Extract
In 1979, Profiles contracted to purchase a parcel in northwest Fort Lauderdale, Florida. The parcel's zoning was the City's least restrictive industrial and manufacturing classification. Despite its zoning classification, the tract was bordered to the west and south by residential development. Profiles's plan was to establish a wood-chipping business on the site. Because of economic factors at the time, it had become prohibitively expensive to truck organic waste such as tree limbs to more remote landfills. Profiles sought to take advantage of this opportunity by offering a local site for organic waste to be processed. The company also planned to profit from the sale of mulch and wood chips for landscaping and other uses. The City Commission unanimously approved the development. In exchange for the City's permission to operate the business, Profiles promised to construct a ten-foot high concrete wall around the property before beginning chipping operations.
After receiving the City's approval of its plan, Profiles completed the purchase of the property. The purchase price of the property was $3,290,955.62 of which Profiles paid a $25,000 downpayment. The remainder of the purchase price was financed. Profiles executed two mortgages on the property, one held by the seller and one held by Landmark First National Bank. Profiles then acquired building permits and began to improve the property by clearing it and starting construction of the wall that was to surround the property. Before the wall was complete or the chipping machinery in place, Profiles contacted the City's Chief Building Inspector and asked to be allowed to begin accepting and storing organic matter on the property in order to bring in some needed revenue. The Building Inspector approved the idea with the caveat that the storage of materials would have to stop if there were any complaints.
Profiles then began to accept organic matter, doing business under the ultimately unfortunate name of "Le Dump." Profiles distributed flyers which touted the location of the facility and invited customers to "dump anything that grows" at "Le Dump" for $1.50 a cubic yard. Predictably, area residents became concerned that Profiles was actually operating a dump on the premises and began complaining to the City. Profiles soon found itself at the center of a political maelstrom with significant numbers of the surrounding residents actively campaigning to kill the project. On May 6, 1980, the City Commission held a public meeting on the issue and heard the testimony of numerous area residents who were opposed to the project. The Commission voted to temporarily suspend the project at the meeting. By this point, Profiles's expenditures exceeded its available cash by $267,283.87. On July 30, 1980, the Commission held another public hearing to consider a resolution that would allow the project to go forward with other restrictions.2 Again, the Commission heard the testimony of neighbors adamantly opposed to the project. The Commission did not act on the resolution and the May 6 suspension was never lifted. On March 10, 1981, the Commissionvoted to re-zone the property to a light industrial use category that would not allow a wood-chipping operation. Profiles soon lost the property in foreclosure proceedings.3
Profiles filed suit in the Southern District of Florida in August 1981 against the City, the mayor, and members of the Commission asserting claims under 42 U.S.C. § 1983. Profiles alleged, inter alia, that the City's actions in indefinitely suspending the project's permits and later re-zoning the property constituted a taking without just compensation and also violated unspecified rights under the Fourteenth Amendment. Following the presentation of Profiles's evidence on liability, the City moved to dismiss pursuant to Rule 41(b) of the Federal Rules of Civil Procedure.4 The district court granted the motion on December 30, 1986, finding that: (1) Profiles had not presented sufficient evidence to establish that a taking took place; (2) the City's actions in suspending Profiles's permits was a valid exercise of its police powers; (3) Profiles had sufficient state law remedies that it had failed to pursue; and (4) there was no causal connection between the City's actions and Profiles's damages. Profiles appealed.

[Stored data entries]

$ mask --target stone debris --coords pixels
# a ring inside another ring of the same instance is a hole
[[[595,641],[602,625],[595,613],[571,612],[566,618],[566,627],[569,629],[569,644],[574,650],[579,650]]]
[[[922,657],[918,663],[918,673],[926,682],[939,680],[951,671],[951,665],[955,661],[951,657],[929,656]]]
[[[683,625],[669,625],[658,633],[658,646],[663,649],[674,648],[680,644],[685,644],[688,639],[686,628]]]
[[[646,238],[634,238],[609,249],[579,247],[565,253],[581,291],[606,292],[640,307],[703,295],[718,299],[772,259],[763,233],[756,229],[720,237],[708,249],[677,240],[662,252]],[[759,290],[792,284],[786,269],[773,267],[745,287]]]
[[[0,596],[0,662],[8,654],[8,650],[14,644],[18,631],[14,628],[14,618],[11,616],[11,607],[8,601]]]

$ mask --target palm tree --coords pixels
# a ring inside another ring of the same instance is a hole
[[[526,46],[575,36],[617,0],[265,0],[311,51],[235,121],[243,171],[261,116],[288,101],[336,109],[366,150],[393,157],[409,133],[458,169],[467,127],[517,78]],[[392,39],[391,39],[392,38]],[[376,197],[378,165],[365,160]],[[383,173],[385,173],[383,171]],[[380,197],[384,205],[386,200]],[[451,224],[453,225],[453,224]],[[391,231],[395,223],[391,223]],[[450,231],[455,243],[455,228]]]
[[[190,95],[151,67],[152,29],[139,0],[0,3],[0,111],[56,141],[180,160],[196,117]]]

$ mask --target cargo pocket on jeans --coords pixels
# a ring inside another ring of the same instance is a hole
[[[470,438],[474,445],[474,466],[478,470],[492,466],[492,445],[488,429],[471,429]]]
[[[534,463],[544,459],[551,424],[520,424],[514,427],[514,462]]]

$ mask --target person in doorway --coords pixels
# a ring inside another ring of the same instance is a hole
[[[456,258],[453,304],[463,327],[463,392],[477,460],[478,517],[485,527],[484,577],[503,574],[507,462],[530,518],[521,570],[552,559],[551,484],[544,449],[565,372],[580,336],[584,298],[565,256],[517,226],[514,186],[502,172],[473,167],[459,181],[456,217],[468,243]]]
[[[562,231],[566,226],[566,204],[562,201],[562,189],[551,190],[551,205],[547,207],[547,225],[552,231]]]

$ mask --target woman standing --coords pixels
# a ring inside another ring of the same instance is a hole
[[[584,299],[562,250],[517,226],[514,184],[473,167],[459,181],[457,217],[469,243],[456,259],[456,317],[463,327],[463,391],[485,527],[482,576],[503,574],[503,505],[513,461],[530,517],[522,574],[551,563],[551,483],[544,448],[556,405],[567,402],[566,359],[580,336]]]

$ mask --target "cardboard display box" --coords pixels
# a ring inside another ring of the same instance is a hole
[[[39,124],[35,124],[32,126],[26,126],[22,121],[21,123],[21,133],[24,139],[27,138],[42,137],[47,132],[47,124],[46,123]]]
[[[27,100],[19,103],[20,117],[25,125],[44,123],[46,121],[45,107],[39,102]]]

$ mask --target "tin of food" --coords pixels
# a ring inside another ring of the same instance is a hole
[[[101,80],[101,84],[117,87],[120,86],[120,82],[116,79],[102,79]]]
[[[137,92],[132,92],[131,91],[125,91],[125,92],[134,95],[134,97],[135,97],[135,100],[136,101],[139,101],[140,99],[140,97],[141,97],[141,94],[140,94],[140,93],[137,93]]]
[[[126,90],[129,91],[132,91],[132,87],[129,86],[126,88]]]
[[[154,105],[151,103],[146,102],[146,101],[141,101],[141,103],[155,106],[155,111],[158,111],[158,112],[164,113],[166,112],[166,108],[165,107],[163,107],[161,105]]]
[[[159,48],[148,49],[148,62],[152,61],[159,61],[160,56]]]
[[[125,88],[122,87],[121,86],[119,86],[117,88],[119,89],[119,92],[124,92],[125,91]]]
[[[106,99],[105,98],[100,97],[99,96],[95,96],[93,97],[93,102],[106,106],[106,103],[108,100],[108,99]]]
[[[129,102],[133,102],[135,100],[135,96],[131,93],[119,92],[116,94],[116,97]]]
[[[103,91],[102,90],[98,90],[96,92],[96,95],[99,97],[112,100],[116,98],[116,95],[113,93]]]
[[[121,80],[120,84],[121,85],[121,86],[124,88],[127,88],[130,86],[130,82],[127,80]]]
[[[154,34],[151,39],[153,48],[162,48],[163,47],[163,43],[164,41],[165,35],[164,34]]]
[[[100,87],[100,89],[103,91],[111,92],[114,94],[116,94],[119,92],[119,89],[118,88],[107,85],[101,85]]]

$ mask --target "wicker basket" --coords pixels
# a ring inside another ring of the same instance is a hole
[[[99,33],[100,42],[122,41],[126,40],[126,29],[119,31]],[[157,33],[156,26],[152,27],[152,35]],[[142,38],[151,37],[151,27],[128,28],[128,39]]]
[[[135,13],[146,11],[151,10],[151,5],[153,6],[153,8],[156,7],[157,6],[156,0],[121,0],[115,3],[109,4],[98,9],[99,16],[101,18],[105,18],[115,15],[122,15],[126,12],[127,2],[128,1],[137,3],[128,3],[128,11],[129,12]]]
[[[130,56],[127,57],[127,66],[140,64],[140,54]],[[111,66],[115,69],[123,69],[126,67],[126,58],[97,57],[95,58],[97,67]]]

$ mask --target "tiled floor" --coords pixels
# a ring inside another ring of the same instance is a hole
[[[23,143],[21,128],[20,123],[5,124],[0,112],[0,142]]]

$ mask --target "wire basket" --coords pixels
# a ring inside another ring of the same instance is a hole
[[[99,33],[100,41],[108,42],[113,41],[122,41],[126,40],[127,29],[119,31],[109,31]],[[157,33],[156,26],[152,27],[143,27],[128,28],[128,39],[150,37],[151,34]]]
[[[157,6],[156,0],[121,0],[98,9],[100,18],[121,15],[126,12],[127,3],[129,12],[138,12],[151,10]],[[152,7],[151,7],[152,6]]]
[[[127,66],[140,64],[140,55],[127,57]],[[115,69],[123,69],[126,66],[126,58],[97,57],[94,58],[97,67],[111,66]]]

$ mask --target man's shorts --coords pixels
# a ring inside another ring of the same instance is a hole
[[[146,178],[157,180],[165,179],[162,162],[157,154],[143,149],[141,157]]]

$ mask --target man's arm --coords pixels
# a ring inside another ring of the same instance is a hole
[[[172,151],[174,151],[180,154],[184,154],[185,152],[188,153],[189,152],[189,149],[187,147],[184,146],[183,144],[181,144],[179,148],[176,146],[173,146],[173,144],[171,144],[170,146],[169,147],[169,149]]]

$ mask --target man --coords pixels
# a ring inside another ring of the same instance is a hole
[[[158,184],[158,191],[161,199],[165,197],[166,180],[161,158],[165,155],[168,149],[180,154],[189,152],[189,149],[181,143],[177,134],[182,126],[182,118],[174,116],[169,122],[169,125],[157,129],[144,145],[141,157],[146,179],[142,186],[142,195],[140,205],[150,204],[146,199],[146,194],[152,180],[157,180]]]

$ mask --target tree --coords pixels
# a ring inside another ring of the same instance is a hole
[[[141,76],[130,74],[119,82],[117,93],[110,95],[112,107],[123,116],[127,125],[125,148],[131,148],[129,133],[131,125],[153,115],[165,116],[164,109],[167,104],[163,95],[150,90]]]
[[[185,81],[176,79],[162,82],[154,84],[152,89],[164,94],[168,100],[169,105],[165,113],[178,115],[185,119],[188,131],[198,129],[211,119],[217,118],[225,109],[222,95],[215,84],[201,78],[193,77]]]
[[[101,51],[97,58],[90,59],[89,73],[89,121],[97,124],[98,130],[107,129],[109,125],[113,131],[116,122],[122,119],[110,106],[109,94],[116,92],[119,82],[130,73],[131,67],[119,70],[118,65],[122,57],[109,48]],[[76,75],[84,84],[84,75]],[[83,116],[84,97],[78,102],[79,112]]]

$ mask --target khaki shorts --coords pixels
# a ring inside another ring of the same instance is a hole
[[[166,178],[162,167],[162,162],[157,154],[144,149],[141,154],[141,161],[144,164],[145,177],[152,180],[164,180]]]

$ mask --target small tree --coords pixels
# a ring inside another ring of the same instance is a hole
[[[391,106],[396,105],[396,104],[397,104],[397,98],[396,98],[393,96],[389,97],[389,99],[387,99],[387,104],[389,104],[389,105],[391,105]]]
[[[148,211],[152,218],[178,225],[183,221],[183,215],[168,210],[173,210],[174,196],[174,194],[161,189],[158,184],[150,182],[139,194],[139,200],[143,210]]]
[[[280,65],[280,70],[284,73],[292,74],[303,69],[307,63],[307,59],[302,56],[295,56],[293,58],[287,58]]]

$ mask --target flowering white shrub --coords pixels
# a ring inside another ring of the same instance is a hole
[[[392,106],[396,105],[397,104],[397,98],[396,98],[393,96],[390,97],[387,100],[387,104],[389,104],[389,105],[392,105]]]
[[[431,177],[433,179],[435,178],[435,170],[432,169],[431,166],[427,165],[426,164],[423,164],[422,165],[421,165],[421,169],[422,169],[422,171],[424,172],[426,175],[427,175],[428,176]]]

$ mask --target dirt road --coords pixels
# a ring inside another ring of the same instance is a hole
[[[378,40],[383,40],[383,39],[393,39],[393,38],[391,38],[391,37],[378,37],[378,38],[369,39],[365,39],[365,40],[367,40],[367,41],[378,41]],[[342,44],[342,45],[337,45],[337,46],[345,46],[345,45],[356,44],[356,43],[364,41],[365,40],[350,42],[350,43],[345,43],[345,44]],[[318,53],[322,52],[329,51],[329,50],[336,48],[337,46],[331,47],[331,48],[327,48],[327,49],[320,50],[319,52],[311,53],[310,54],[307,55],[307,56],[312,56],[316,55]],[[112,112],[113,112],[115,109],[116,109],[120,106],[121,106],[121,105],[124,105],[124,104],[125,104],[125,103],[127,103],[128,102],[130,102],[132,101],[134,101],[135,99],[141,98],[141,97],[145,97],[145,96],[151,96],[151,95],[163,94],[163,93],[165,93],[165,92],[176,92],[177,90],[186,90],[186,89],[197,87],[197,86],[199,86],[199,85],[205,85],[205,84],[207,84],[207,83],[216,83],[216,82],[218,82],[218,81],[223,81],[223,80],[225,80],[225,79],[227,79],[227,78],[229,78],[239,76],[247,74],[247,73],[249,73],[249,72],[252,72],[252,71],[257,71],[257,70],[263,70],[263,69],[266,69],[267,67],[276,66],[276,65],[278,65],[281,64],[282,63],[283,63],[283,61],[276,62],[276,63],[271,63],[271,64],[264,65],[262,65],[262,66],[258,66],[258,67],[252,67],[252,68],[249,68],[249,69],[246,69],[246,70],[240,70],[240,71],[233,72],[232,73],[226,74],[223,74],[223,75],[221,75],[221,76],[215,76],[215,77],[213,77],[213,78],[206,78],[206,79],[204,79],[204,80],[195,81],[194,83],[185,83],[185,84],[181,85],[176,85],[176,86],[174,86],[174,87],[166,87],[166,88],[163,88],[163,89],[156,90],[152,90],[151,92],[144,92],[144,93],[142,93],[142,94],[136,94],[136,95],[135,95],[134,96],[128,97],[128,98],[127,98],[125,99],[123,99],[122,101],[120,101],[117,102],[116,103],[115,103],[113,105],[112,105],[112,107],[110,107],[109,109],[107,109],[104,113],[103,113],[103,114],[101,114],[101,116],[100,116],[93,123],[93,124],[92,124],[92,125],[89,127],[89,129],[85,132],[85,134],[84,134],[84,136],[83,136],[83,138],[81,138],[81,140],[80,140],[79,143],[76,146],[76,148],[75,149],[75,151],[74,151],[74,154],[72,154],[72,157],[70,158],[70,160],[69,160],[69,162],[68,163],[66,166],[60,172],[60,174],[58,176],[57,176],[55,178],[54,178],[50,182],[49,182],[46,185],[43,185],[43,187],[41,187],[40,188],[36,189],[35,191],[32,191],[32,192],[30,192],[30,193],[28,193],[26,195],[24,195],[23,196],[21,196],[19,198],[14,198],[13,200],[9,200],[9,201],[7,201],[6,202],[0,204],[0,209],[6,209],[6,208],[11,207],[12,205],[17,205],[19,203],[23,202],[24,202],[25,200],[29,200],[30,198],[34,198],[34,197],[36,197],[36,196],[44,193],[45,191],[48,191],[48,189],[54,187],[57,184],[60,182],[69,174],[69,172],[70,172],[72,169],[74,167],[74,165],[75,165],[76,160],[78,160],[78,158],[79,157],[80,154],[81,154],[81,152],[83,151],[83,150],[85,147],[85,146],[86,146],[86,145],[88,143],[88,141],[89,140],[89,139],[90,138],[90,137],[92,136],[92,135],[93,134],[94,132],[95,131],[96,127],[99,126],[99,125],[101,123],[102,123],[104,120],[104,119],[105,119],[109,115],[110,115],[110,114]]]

Stated task 1
Answer these questions about the wood-chipping dispute:
(a) How high was the concrete wall Profiles promised to build?
(b) What price per cubic yard did the flyers for "Le Dump" advertise?
(c) On what date did the district court grant the City's motion to dismiss?
Stated task 2
Show every line of the entries that contains the string "tree". Matching is case-sensitive.

Written answer 1
(a) Ten feet.
(b) $1.50.
(c) December 30, 1986.

Written answer 2
$ mask --target palm tree --coords pixels
$ mask --target tree --coords pixels
$ mask --target small tree --coords pixels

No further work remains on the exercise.